ACTIVITY A: Summarize the Lecavalier article in two sentences.
ACTIVITY B: Please translate this sentence from the Lecavalier article into Spanish: "He picked the Flyers, signing a five-year, $22.5 million deal as an unrestricted free agent."

EXCERPT TO READ:
--------------------
Lecavalier spent the first 14 years of his career with Tampa Bay and helped the Lightning win a Stanley Cup in 2004. The Lightning bought out the remaining seven years of their captain's contract last summer, and 10 teams courted him. He picked the Flyers, signing a five-year, $22.5 million deal as an unrestricted free agent.
"Changing teams is obviously an adjustment, but it was pretty easy because there's a pretty good bunch of guys here," said Lecavalier, who lives in Haddonfield but plans to retire to Tampa when his playing days end.
During Wednesday's game, Lecavalier will be honored as the Lightning's community hero and a video tribute will be shown on the scoreboard. He has donated millions to Tampa charities, and his foundation built a pediatric cancer and blood disorder center that bears his name at a St. Petersburg children's hospital.
Lecavalier, 33, said when he returned to his Tampa home last summer after signing with the Flyers, "it really kind of hit me that I'm not going back. It was tough because it was 14 really fun years, but you have to move on. I'm really happy where I'm at and where the family is at."
--------------------
(Stored items from a collection)
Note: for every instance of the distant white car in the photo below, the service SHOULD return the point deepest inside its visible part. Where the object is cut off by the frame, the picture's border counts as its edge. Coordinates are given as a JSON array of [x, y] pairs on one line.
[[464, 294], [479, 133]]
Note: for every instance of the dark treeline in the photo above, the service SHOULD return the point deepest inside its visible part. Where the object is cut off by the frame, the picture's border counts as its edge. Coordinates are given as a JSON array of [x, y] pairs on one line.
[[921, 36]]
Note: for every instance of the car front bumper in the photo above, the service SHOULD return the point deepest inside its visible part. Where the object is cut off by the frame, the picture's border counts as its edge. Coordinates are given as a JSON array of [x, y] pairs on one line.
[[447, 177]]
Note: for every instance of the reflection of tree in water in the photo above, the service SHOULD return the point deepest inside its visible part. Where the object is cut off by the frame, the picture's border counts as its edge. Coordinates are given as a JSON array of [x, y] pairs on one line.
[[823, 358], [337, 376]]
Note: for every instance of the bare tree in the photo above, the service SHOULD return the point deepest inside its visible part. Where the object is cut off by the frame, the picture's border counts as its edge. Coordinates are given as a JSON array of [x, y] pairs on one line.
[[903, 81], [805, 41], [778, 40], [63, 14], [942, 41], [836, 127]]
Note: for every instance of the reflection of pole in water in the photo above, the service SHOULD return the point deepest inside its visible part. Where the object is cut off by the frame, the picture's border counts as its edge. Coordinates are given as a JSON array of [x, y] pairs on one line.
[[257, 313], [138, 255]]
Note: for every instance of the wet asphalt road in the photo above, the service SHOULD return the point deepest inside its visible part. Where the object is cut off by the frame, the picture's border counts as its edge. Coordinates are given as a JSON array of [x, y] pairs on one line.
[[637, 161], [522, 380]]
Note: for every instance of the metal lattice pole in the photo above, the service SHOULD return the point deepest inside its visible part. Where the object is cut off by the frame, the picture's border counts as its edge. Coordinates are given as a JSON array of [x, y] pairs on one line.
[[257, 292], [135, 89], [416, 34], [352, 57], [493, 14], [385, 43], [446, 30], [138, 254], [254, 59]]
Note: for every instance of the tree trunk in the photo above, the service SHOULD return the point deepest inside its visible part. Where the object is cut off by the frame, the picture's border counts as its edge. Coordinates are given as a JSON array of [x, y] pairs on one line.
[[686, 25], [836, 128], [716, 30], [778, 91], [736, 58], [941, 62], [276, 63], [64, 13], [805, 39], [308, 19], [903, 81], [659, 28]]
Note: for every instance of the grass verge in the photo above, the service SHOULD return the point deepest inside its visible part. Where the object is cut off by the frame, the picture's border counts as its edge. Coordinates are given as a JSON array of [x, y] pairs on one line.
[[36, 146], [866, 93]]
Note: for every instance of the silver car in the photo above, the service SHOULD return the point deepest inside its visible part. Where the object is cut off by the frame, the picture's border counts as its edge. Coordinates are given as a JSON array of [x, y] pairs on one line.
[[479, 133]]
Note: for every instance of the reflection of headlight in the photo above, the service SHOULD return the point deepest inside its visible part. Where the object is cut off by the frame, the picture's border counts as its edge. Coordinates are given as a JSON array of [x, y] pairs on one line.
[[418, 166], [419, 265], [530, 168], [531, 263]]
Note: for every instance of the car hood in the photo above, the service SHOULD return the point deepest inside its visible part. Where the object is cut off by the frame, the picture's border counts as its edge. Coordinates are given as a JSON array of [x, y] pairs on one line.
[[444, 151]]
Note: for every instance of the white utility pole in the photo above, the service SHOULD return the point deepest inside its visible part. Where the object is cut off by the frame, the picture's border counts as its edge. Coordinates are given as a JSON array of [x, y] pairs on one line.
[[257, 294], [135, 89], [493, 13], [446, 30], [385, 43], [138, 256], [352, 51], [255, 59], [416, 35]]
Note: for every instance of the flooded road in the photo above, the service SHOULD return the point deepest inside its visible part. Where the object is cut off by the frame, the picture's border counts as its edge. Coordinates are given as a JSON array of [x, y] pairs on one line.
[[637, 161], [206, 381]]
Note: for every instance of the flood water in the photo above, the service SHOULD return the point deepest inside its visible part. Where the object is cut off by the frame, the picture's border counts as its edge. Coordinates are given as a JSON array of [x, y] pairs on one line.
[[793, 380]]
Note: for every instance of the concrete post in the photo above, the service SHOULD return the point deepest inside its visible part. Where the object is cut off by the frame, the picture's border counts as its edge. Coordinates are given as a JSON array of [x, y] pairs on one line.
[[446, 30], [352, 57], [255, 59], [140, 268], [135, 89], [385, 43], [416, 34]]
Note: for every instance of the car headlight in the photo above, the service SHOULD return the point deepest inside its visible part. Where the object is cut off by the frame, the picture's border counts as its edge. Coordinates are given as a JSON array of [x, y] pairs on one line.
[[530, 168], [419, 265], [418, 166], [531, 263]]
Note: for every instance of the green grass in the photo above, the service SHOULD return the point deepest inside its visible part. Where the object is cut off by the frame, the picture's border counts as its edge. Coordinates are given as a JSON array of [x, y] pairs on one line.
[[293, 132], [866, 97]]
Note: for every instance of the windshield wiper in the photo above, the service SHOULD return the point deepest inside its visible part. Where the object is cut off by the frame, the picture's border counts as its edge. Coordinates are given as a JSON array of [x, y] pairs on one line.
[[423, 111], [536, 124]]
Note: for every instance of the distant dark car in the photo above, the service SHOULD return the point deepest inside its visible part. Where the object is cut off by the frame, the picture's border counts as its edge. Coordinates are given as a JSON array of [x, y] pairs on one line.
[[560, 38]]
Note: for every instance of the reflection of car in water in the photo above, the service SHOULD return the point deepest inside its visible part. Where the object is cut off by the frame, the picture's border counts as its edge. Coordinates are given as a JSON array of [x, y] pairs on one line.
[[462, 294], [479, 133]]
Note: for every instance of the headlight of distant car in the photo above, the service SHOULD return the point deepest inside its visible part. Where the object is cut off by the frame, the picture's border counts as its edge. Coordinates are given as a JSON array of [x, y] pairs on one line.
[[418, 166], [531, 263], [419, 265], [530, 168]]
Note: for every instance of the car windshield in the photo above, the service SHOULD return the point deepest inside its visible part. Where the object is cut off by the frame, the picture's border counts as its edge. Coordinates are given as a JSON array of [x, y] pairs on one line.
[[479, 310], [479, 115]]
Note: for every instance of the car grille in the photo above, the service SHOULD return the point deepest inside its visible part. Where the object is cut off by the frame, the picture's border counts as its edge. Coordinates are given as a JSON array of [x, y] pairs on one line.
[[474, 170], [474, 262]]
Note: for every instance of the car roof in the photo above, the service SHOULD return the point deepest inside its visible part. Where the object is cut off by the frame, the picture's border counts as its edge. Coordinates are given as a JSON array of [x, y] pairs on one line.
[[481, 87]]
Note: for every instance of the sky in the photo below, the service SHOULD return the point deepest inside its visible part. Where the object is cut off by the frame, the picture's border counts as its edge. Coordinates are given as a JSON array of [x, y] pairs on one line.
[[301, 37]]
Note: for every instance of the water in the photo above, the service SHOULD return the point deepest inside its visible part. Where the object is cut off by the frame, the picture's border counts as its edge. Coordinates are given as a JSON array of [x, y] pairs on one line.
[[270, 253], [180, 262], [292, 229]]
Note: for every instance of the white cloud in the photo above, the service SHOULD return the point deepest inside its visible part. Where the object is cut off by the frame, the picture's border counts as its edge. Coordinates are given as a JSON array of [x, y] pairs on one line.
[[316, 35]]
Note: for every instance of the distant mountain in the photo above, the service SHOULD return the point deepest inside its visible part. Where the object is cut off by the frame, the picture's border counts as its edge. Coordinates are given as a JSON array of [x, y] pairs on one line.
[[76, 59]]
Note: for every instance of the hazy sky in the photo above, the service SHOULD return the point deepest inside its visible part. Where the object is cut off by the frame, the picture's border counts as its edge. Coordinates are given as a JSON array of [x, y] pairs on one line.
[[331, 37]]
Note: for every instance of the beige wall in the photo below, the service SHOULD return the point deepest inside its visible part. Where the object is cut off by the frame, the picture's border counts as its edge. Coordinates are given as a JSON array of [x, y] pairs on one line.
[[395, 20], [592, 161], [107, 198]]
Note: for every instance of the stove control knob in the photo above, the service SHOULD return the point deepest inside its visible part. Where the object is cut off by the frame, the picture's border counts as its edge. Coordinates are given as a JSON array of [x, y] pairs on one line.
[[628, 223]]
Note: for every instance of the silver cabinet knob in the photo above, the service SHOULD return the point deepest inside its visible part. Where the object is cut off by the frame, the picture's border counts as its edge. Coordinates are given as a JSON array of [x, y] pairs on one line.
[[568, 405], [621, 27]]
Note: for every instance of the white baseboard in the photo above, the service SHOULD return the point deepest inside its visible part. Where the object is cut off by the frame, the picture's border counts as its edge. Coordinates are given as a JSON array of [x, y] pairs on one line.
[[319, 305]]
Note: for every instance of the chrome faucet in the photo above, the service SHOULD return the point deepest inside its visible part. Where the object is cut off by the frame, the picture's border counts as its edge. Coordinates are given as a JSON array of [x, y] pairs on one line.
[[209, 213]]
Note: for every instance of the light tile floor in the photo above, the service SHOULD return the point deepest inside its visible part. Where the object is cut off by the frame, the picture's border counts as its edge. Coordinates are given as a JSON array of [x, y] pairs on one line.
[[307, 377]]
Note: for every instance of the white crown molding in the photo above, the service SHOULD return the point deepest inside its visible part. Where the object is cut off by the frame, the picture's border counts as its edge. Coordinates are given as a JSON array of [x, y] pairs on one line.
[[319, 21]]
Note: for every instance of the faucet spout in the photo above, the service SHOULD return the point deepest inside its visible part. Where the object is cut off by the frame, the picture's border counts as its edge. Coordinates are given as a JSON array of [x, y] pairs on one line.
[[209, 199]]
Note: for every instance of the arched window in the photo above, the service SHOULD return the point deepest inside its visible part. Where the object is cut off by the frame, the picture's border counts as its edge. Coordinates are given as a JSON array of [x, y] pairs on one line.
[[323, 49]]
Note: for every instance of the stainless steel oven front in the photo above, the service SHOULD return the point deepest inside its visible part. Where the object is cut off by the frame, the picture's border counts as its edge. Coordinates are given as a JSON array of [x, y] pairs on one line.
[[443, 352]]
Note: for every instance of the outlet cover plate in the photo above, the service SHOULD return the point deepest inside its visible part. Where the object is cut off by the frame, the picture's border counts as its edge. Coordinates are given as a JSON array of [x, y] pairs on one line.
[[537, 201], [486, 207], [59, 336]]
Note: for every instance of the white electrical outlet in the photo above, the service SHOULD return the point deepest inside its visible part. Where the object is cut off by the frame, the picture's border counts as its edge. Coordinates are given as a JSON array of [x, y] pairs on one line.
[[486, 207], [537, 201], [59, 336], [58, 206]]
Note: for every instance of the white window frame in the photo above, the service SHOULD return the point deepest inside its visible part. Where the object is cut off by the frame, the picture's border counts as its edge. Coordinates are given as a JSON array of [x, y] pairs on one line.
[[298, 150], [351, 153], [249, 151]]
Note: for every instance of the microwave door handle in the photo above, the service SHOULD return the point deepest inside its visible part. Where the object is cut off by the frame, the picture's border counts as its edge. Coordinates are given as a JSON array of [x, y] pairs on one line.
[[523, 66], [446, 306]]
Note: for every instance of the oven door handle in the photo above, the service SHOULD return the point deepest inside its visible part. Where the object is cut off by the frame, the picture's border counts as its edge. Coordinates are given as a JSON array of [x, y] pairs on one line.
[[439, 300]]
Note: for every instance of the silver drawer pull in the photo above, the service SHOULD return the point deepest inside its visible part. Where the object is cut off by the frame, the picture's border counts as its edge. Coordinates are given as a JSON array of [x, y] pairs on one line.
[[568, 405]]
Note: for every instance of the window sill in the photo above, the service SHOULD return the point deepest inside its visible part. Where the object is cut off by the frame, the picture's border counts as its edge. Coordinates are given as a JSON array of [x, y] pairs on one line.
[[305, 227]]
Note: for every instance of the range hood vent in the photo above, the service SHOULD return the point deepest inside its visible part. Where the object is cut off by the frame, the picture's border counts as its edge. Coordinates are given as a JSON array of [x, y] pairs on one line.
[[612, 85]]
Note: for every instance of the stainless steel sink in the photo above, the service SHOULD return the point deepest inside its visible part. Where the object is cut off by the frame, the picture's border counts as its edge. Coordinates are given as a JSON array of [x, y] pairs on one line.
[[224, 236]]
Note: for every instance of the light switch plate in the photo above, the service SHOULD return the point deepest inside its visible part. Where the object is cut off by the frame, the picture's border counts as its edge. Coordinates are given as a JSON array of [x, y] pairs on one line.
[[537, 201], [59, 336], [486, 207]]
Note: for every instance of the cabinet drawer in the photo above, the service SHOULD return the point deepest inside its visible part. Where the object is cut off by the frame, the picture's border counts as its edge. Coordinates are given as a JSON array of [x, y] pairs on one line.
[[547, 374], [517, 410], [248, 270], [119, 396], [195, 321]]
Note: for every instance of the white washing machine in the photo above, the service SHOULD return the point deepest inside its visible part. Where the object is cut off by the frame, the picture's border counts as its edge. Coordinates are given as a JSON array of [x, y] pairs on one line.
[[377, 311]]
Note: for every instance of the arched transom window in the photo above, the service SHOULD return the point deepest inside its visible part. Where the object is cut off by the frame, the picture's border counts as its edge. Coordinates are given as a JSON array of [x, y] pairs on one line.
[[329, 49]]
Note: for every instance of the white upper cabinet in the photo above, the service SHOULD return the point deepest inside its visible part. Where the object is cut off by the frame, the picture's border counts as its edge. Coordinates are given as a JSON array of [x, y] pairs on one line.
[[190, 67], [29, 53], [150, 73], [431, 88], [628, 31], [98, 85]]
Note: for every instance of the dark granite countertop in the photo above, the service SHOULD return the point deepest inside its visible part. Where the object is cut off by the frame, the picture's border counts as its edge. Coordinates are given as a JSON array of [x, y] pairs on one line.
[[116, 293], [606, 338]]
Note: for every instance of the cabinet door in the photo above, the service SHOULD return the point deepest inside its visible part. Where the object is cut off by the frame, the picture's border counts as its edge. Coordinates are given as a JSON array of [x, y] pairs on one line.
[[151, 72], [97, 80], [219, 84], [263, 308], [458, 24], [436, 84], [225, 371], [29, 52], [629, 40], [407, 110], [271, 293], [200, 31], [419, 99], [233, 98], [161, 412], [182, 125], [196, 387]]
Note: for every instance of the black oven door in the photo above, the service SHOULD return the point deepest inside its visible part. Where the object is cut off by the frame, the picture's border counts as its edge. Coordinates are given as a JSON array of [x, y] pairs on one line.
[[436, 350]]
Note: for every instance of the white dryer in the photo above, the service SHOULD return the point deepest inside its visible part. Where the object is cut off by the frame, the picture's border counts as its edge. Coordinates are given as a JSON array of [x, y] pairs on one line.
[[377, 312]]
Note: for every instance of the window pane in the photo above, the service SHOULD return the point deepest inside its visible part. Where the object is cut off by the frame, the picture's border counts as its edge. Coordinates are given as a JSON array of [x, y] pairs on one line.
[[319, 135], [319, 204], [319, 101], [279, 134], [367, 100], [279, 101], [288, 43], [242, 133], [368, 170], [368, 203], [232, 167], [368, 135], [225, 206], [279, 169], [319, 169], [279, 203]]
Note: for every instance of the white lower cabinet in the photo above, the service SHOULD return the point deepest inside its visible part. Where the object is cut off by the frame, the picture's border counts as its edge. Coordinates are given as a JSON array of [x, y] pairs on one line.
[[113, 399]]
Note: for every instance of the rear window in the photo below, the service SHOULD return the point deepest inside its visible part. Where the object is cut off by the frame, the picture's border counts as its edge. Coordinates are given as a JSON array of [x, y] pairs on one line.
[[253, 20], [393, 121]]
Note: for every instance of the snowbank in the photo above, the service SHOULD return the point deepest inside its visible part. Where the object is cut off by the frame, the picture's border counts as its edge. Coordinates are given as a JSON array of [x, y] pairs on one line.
--------------------
EXERCISE OUTPUT A: Lecavalier spent 14 years with Tampa Bay and helped the Lightning win the 2004 Stanley Cup, but after the team bought out his contract, he chose the Flyers and signed a five-year, $22.5 million deal. On Wednesday the Lightning will honor him as their community hero for his charitable giving, which includes a pediatric cancer and blood disorder center that bears his name, and he says he is happy where he and his family are now.

EXERCISE OUTPUT B: Eligió a los Flyers y firmó un contrato de cinco años y 22,5 millones de dólares como agente libre sin restricciones.